Output the lines below as a numbered list without any blank lines, beginning with the first line and continuing up to and including the line that contains "480 320 L 477".

++++++++++++++++++++

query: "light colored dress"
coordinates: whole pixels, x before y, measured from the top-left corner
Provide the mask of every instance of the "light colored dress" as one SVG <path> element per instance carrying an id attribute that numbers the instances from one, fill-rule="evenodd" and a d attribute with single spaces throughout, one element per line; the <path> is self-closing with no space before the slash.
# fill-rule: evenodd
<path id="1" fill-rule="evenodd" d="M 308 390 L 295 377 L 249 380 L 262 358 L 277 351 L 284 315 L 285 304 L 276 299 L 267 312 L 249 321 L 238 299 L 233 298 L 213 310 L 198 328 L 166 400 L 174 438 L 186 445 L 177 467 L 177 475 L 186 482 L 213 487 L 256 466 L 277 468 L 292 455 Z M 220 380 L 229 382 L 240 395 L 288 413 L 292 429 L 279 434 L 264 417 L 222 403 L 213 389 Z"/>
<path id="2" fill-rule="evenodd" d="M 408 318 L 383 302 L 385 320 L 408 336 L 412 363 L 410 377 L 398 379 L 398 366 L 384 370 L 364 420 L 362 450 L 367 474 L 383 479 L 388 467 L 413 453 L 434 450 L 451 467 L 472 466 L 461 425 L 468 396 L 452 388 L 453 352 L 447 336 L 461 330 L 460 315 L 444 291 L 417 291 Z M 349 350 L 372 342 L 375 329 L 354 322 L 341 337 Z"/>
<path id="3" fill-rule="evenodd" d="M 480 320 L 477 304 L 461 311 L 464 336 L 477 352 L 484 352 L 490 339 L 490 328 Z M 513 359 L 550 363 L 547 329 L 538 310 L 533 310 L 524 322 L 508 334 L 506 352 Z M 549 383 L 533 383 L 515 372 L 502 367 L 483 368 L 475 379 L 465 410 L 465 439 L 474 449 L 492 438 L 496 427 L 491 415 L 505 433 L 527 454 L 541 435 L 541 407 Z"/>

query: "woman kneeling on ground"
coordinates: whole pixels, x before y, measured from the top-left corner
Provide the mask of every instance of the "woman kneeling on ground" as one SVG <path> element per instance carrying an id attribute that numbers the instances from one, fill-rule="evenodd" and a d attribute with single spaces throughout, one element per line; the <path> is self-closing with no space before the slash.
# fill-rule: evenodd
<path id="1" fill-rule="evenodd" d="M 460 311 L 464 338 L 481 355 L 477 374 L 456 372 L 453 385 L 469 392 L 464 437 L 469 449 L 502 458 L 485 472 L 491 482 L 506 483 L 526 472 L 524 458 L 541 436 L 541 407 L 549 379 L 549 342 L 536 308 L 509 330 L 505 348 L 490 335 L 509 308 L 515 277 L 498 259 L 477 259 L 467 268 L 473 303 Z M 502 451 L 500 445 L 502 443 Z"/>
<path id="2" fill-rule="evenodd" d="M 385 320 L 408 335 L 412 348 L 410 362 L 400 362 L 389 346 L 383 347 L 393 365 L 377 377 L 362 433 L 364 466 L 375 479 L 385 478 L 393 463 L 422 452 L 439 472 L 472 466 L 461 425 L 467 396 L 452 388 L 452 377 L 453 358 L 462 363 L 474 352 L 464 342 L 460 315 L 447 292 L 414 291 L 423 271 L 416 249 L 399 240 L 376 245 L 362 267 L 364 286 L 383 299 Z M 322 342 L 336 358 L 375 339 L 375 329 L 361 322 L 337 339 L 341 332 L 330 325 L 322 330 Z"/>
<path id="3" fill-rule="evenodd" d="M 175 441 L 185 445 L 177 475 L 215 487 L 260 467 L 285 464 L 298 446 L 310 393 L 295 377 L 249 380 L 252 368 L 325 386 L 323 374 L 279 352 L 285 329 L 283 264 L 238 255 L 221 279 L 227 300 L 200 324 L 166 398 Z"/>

++++++++++++++++++++

**FULL ANSWER:**
1. query: "light colored dress"
2. coordinates: whole pixels, x before y, measured from the top-left corner
3. Provide the mask of every instance of the "light colored dress" as one SVG <path> element per instance carrying an id attribute that numbers the instances from one, fill-rule="evenodd" and a d attribute with single spaces throughout, one element per line; the <path> is self-closing with no space before the slash.
4. # fill-rule: evenodd
5. <path id="1" fill-rule="evenodd" d="M 308 390 L 295 377 L 249 380 L 262 358 L 277 351 L 284 315 L 285 304 L 276 299 L 267 312 L 249 321 L 238 299 L 233 298 L 213 310 L 198 328 L 166 400 L 174 438 L 186 445 L 177 467 L 177 475 L 186 482 L 213 487 L 256 466 L 277 468 L 292 455 Z M 220 380 L 229 382 L 240 395 L 288 413 L 292 429 L 279 434 L 264 417 L 222 403 L 213 389 Z"/>
6. <path id="2" fill-rule="evenodd" d="M 408 318 L 383 302 L 385 320 L 408 336 L 412 363 L 410 377 L 398 379 L 398 366 L 384 370 L 364 420 L 362 450 L 367 474 L 383 479 L 388 467 L 413 453 L 434 450 L 451 467 L 472 466 L 461 425 L 468 396 L 452 388 L 453 352 L 447 336 L 461 330 L 460 315 L 444 291 L 417 291 Z M 349 350 L 372 342 L 375 329 L 354 322 L 341 337 Z"/>
7. <path id="3" fill-rule="evenodd" d="M 480 320 L 477 304 L 461 311 L 464 336 L 477 352 L 484 352 L 490 339 L 490 328 Z M 513 359 L 550 363 L 547 329 L 538 310 L 533 310 L 524 322 L 508 334 L 506 352 Z M 549 383 L 533 383 L 515 372 L 502 367 L 483 368 L 475 379 L 465 410 L 465 439 L 474 449 L 492 438 L 496 427 L 491 415 L 505 433 L 527 454 L 541 435 L 541 407 Z"/>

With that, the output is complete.